Task details -> Show, from the entries below, every line in which "type" appears.
· · · · · · ·
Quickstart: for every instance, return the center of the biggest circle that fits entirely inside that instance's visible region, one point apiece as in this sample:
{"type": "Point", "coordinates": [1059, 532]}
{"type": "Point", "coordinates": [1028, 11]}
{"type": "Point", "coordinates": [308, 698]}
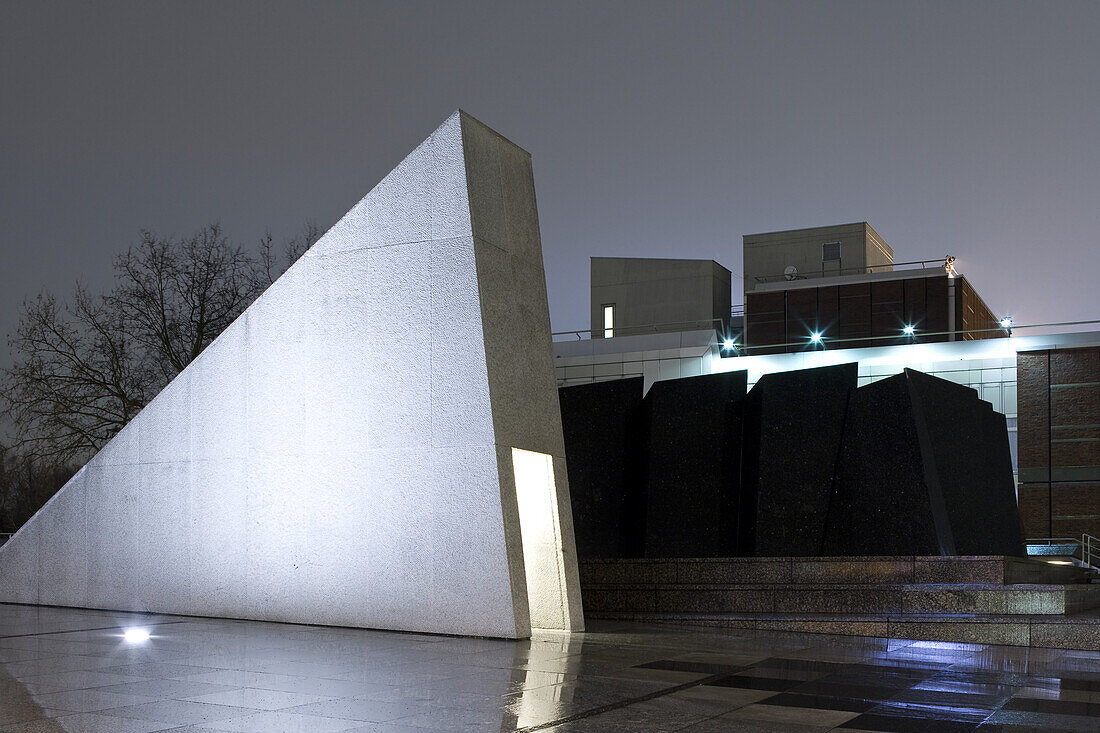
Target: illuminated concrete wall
· · · · · · ·
Result of the exercise ->
{"type": "Point", "coordinates": [1059, 532]}
{"type": "Point", "coordinates": [1028, 11]}
{"type": "Point", "coordinates": [308, 698]}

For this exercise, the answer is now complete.